## [TEXT SECTION]
+--

Through a series of acts, in 2008 the U.S. Federal Government bailed out the financial industry (and threw in the American auto industry for kicks and giggles). One of the major motivations for this was that if the entire industry were to collapse it would be an unmitigated disaster for every part of the American economy. While I understood that it would be bad, I still didn’t like it. The free market capitalist in me loves survival of the fittest and feels that any company that can’t survive deserves to fail. The strong and healthy companies will rise from the ashes and we as a society will be better for it.

That desire though only works if other certain assumptions are true. One of those assumptions is that the market has well thought out rules and regulations. The American mortgage industry does not. The American mortgage industry has a very aberrant aspect to it, and that’s Fannie and Freddie. I understand that a free market will benefit society the most when it has proper rules and regulations. Without rules, a market will collapse and deteriorate into either a medieval fiefdom system, or a banditry system. Rules and regulations in a market system are like scaffolding and the individual contributors build healthy societies around that scaffolding. If the scaffolding is weak, the whole system falls apart. The best an individual player in the market can do is build a pyramid out of their own rocks; no one works together. My desire is for there to be a strong scaffolding, resulting in a healthy, stable, and “tall” society.

+--

## [REQUEST A]
Collect every line in the rows below that contains the word "wooden".
The rows that follow are unrelated to the bailout passage.

## [RECORD LIST]
+--

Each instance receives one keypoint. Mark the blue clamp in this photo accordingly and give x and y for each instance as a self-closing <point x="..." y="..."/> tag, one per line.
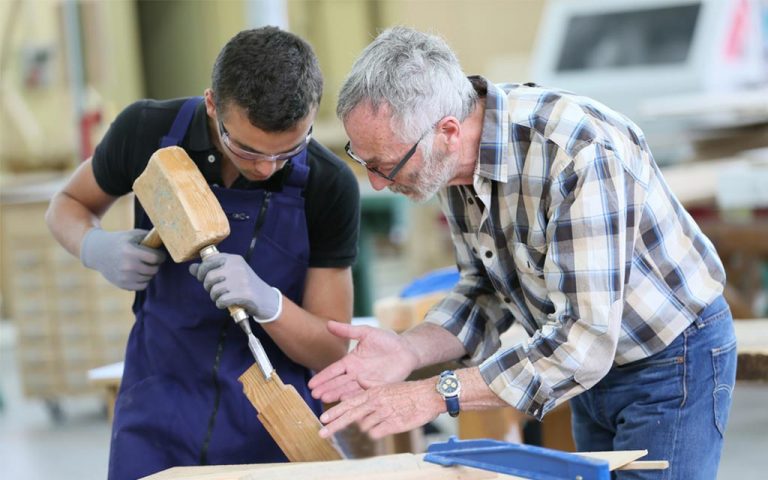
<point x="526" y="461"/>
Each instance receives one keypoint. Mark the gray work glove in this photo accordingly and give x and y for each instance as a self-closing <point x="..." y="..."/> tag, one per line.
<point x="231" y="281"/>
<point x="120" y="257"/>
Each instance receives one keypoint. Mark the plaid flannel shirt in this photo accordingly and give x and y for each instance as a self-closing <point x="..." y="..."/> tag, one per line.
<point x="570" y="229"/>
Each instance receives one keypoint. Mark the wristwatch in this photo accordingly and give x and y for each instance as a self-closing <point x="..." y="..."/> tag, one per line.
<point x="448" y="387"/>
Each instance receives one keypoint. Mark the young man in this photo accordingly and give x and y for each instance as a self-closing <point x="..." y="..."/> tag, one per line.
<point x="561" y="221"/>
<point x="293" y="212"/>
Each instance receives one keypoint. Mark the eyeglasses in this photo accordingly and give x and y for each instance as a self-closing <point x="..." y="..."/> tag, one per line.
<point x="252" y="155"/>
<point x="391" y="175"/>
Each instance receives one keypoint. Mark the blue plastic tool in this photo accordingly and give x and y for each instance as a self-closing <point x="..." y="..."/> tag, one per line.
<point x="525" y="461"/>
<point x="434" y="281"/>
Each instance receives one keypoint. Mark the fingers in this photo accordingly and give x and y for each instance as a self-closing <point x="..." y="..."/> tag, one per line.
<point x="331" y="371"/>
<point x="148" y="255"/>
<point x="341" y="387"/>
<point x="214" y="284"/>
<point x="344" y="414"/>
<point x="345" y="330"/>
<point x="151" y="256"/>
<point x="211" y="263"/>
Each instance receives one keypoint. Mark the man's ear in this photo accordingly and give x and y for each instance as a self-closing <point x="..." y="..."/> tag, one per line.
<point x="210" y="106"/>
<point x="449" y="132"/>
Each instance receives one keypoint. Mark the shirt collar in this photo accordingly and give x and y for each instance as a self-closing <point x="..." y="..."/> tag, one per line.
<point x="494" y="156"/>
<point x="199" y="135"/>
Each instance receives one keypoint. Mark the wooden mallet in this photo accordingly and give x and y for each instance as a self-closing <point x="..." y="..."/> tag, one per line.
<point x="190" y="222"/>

+--

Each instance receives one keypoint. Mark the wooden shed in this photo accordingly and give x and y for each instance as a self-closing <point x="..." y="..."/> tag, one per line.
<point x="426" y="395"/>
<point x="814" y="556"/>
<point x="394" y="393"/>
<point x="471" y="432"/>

+--

## [REQUEST B]
Retype the part of the bailout passage above between "Through a series" and "better for it.", inclusive.

## [CORRECT ANSWER A]
Each instance receives one keypoint. Mark the wooden mallet in this photo accordingly and give x and y for each instance as a self-closing <point x="..." y="..."/> tag, one per line.
Each instance receives one keypoint. Mark the wooden shed in this photo accordingly and give x and y for each instance as a self-closing <point x="..." y="..."/> tag, one per line.

## [CORRECT ANSWER B]
Through a series of acts, in 2008 the U.S. Federal Government bailed out the financial industry (and threw in the American auto industry for kicks and giggles). One of the major motivations for this was that if the entire industry were to collapse it would be an unmitigated disaster for every part of the American economy. While I understood that it would be bad, I still didn’t like it. The free market capitalist in me loves survival of the fittest and feels that any company that can’t survive deserves to fail. The strong and healthy companies will rise from the ashes and we as a society will be better for it.